§ **Texte fourni**:
* * * *
Ce blog est à l'avant-garde du conformisme le plus servile. Quand j'ai commencé, je m'étais même dit qu'il aurait fallu que j'acquisse un Chat pour faire comme tous les autres blogueurs avec leur prière à Bastet du Vendredi (les InterTubes étant surtout faits pour s'envoyer des photos de chats mignons). Et bien sûr, j'aurais probablement noyé mon infortuné félin dès qu'on lança la contrainte hautement oulipiste d'écrire sans jamais mentionner un chat. Ah, le bloggage, c'était mieux, avant.
* * * *
Entrées de pointage d'objets nommés:
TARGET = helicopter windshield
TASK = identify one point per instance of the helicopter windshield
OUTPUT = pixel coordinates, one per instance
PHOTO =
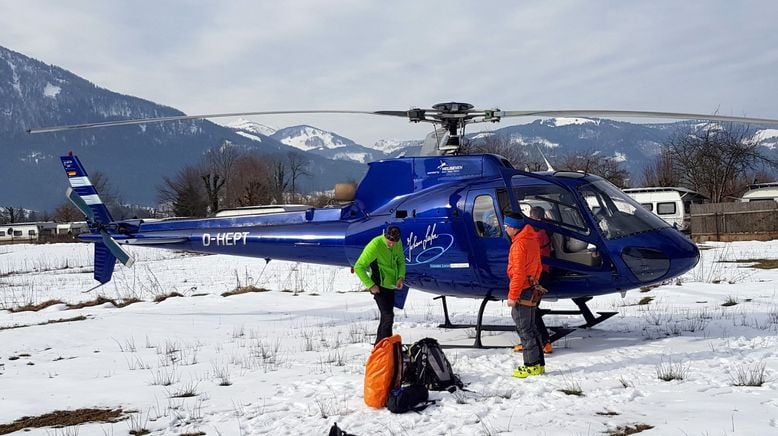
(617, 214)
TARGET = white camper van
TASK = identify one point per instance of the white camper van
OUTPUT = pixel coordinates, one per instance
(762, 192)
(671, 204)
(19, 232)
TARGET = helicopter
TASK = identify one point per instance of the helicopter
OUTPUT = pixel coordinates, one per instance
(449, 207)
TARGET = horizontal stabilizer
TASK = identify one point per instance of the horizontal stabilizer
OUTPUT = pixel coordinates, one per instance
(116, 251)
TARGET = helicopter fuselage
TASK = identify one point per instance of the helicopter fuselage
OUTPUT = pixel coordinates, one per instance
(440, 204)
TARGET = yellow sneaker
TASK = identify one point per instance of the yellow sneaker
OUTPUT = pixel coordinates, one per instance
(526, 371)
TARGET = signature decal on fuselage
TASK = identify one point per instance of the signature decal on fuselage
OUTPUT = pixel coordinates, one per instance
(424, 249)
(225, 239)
* * * *
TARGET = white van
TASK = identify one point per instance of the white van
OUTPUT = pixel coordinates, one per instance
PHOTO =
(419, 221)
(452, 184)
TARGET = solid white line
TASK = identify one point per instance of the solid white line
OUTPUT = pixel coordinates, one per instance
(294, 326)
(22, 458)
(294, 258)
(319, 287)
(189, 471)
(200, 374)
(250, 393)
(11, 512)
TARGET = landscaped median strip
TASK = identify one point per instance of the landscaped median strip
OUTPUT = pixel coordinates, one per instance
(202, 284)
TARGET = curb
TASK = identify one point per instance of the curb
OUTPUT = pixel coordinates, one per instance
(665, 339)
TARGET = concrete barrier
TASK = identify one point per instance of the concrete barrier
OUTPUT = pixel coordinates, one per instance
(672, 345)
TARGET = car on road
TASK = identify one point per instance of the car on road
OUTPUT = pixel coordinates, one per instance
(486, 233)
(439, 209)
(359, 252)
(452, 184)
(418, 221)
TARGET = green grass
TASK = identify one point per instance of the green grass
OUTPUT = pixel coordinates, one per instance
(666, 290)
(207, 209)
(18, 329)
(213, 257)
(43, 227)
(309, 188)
* * * *
§ **Objectifs**:
- A) Dites si chacun des énoncés suivants s'accorde avec le texte fourni, en répondant par oui ou par non et en citant les mots du texte qui tranchent : (i) la contrainte d'écriture est qualifiée de « hautement oulipiste » ; (ii) les InterTubes servent surtout à s'envoyer des photos de chats mignons ; (iii) la contrainte consistait à écrire sans jamais mentionner un chien.
- B) D'après le texte fourni, à quelle divinité les autres blogueurs adressent-ils leur prière du vendredi ?
- C) Relevez tous les mots du texte fourni qui portent une majuscule sans se trouver en début de phrase.
Ces enregistrements proviennent d'une autre source que le texte fourni.

§ **Réponses rédigées**:
- A)
(i) Oui : « la contrainte hautement oulipiste ».
(ii) Oui : « les InterTubes étant surtout faits pour s'envoyer des photos de chats mignons ».
(iii) Non : « écrire sans jamais mentionner un chat ».

- B) À Bastet.

- C) Chat, Bastet, Vendredi, InterTubes.